--- begin ---

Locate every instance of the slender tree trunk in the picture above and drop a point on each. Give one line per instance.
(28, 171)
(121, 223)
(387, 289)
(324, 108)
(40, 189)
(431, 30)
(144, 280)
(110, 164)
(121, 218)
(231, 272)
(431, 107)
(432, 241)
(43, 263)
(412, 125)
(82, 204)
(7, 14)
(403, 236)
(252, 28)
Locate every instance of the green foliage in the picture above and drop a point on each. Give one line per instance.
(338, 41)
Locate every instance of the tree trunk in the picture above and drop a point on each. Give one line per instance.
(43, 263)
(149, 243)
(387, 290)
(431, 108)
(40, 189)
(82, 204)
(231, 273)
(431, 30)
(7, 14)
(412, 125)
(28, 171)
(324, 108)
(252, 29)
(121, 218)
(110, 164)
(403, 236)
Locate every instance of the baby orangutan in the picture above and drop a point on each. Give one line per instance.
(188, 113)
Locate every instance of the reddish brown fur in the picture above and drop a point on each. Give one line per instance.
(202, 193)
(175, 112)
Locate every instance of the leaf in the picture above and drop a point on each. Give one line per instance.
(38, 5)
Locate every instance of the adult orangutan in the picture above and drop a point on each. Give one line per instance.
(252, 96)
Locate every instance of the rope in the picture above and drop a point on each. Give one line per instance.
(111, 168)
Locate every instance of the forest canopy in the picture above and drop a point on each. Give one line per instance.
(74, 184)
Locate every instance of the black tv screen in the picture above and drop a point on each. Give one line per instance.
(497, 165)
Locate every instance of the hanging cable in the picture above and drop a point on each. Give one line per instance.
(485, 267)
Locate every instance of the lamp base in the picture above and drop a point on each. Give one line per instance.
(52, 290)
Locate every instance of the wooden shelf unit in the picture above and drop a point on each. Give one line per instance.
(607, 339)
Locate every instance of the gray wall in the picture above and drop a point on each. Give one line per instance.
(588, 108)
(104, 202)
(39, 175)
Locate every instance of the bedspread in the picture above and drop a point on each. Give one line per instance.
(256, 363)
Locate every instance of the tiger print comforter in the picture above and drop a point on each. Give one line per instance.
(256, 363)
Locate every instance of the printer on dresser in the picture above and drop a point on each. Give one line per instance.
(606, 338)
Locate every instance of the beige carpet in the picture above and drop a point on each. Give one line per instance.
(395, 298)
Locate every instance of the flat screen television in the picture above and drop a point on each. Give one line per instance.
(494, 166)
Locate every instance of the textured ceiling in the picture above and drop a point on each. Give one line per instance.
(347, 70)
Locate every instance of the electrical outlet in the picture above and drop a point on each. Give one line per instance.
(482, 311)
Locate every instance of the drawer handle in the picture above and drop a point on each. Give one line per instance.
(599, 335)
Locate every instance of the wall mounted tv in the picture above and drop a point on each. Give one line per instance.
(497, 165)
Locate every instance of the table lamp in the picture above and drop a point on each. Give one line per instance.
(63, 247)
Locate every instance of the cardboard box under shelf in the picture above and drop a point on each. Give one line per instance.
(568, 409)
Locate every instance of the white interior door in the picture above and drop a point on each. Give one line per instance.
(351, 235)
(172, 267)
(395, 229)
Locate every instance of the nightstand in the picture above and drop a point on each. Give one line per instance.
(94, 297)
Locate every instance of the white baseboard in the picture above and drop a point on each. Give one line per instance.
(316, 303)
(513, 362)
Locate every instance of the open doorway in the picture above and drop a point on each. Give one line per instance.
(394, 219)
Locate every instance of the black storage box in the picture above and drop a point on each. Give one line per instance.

--- end ---

SET PROBLEM: Give every line of the entries above as a numbered list, omitting blank lines.

WORKED ANSWER:
1. Locate every instance of the slender tree trunk in the picture above and drop a point on each. Give one line per instance.
2. (28, 171)
3. (121, 223)
4. (387, 289)
5. (324, 108)
6. (40, 189)
7. (431, 30)
8. (144, 280)
9. (110, 164)
10. (121, 218)
11. (231, 272)
12. (431, 107)
13. (432, 241)
14. (43, 263)
15. (412, 125)
16. (82, 204)
17. (7, 14)
18. (403, 236)
19. (252, 28)
20. Locate every instance of the green foliage in the picture above and drop a point on each. Give one line per instance.
21. (338, 41)
22. Locate every instance of the tree trunk in the picture above and drop a point on each. Give one line per instance.
23. (43, 263)
24. (149, 243)
25. (387, 290)
26. (431, 108)
27. (40, 189)
28. (82, 204)
29. (231, 273)
30. (431, 30)
31. (7, 14)
32. (412, 125)
33. (28, 171)
34. (324, 108)
35. (252, 29)
36. (121, 218)
37. (110, 164)
38. (403, 236)
39. Locate every instance of the baby orangutan in the picture above and drop a point on each. Give one line per instance.
40. (188, 113)
41. Locate every instance of the reddish brown fur in the picture above and drop a point on each. Give one line per instance.
42. (202, 193)
43. (175, 112)
44. Locate every instance of the leaf in the picture above and drop a point on each. Give one line per instance.
45. (38, 5)
46. Locate every instance of the adult orangutan in the picture above and drop a point on each. Give one line per instance.
47. (252, 96)
48. Locate every instance of the rope in the picture above and drop a point on each. Give one line per instance.
49. (111, 168)
50. Locate every instance of the forest canopy in the picture above and drop a point on each. Give one line per instance.
51. (74, 184)
52. Locate every instance of the black tv screen in the picture above and drop a point on each. Give one line per instance.
53. (497, 165)
54. Locate every instance of the hanging cable in the picture above and drop a point on each. Give one line per instance.
55. (485, 267)
56. Locate every instance of the lamp base in the picture above and drop a point on each. Give one line per instance.
57. (52, 290)
58. Locate every instance of the wooden shelf unit in the picture above and drop a point on each. Give one line per instance.
59. (607, 339)
60. Locate every instance of the gray wall in the picture above and drop a point on each. Give one line per instance.
61. (588, 108)
62. (104, 202)
63. (39, 175)
64. Locate every instance of the bedspread in the picture above and drop a point on each. Give one line per instance.
65. (256, 363)
66. Locate every instance of the tiger print comforter in the picture above and drop a point on each. Give one line per instance.
67. (256, 363)
68. Locate every instance of the printer on dresser in the picture above and drop a point on each. Give one line per instance.
69. (606, 338)
70. Locate every instance of the beige carpet in the picture above and drop a point on each. Give one line per instance.
71. (395, 298)
72. Locate every instance of the flat screen television in the picture above and drop a point on each. Give one line per instance.
73. (494, 166)
74. Locate every instance of the textured ceiling in the picture above and drop a point on each. Give one line per instance.
75. (347, 70)
76. Locate every instance of the electrical outlet in the picture above and drop a point on each. Give one line per instance.
77. (482, 311)
78. Locate every instance of the drawer handle in the picture above and drop a point on each. Give one line per instance.
79. (599, 335)
80. Locate every instance of the wall mounted tv in the picture above and drop a point on each. Give one line per instance.
81. (497, 165)
82. Locate every instance of the table lamp in the picture above and drop a point on each. Give one line per instance.
83. (63, 247)
84. Locate every instance of the cardboard box under shelf in the picture above and drop a point on each. Give one line per instance.
85. (568, 409)
86. Locate every instance of the white interior door in the picture above and drop a point on each. Give one line per instance.
87. (351, 235)
88. (172, 267)
89. (395, 229)
90. Locate every instance of the nightstand in the picture above and drop a point on each. Give one line per instance.
91. (94, 297)
92. Locate every instance of the white baseboard in the picture above and drop a point on each. Give one line per instance.
93. (316, 303)
94. (513, 362)
95. Locate every instance of the open doorway in the picture above and drop a point on each. Give one line per instance.
96. (394, 219)
97. Locate every instance of the black storage box in the picture above and drop a point on each. Give one line per instance.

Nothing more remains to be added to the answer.